> Instructions to follow
Every line in the data below from the one containing "point(1051, 586)" down to the one containing "point(1421, 603)", both included, must be retyped exactly; no other line is to appear.

[Listed records — start]

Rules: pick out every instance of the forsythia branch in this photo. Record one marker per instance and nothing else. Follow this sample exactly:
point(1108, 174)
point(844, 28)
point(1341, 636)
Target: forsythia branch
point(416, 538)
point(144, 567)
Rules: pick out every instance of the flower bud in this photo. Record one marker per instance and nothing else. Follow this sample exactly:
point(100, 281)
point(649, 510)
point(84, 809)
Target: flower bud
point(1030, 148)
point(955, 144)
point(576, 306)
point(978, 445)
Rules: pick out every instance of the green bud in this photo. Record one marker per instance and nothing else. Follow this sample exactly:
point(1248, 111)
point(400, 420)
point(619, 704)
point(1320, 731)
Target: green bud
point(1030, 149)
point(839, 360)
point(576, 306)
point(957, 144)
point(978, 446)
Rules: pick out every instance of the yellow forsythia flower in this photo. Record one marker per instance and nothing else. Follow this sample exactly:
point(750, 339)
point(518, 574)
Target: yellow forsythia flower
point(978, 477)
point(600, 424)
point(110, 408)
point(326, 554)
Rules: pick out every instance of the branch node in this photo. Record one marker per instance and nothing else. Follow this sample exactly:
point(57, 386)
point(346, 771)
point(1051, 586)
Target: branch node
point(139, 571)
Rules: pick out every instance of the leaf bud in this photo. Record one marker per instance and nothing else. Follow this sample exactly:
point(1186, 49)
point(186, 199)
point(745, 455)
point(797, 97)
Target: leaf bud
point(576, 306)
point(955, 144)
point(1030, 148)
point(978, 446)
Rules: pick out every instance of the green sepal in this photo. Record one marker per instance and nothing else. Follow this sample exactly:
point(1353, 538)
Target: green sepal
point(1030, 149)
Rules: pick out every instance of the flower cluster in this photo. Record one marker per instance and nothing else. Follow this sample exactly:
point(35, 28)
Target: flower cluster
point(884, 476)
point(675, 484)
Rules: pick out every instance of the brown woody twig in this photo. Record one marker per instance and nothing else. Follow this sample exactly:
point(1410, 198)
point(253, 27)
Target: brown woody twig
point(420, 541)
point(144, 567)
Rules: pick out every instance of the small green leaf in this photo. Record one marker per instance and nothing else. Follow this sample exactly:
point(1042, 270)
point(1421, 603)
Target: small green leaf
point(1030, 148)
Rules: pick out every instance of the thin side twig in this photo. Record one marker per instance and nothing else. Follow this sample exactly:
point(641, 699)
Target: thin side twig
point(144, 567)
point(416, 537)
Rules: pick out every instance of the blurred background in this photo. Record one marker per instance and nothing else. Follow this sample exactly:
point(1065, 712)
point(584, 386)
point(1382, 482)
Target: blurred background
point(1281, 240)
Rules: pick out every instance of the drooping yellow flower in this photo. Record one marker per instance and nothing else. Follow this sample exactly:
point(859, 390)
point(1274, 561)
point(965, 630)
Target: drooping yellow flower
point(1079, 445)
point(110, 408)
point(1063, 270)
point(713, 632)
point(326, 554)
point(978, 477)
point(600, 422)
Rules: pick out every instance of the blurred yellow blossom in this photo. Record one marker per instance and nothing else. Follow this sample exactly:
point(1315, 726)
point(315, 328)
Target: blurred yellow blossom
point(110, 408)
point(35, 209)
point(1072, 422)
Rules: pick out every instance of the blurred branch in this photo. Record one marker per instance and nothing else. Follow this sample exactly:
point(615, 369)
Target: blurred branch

[Listed records — finish]

> Answer space
point(1051, 586)
Target: branch node
point(139, 571)
Rules: pick out every instance of the leaf bud in this photo. Record one marker per instance and nothing else. Follow this sample exactly:
point(1186, 49)
point(186, 199)
point(745, 455)
point(797, 97)
Target: leaf bud
point(576, 306)
point(955, 144)
point(1030, 148)
point(978, 446)
Rules: pick out every instance of the green sepal in this photo. Record one marker per instance and nothing else. Follow this sample exactly:
point(1353, 538)
Target: green sepal
point(1030, 149)
Rules: pick out every instance of the flower cluster in this photo. Record one marker per instance and nothing else. Follow this sample exactly:
point(35, 28)
Target: flower cluster
point(884, 476)
point(675, 484)
Rules: pick out every instance of the brown woody twig in this photo. Record one marker per instance and nothing else. Follow this sample exactly:
point(1410, 198)
point(253, 27)
Target: brown woody twig
point(420, 541)
point(144, 567)
Rules: pick out every instance of the small green leaf in this photo. Record one marker per instance and nothing else. Follow this sample exactly:
point(1042, 270)
point(1421, 603)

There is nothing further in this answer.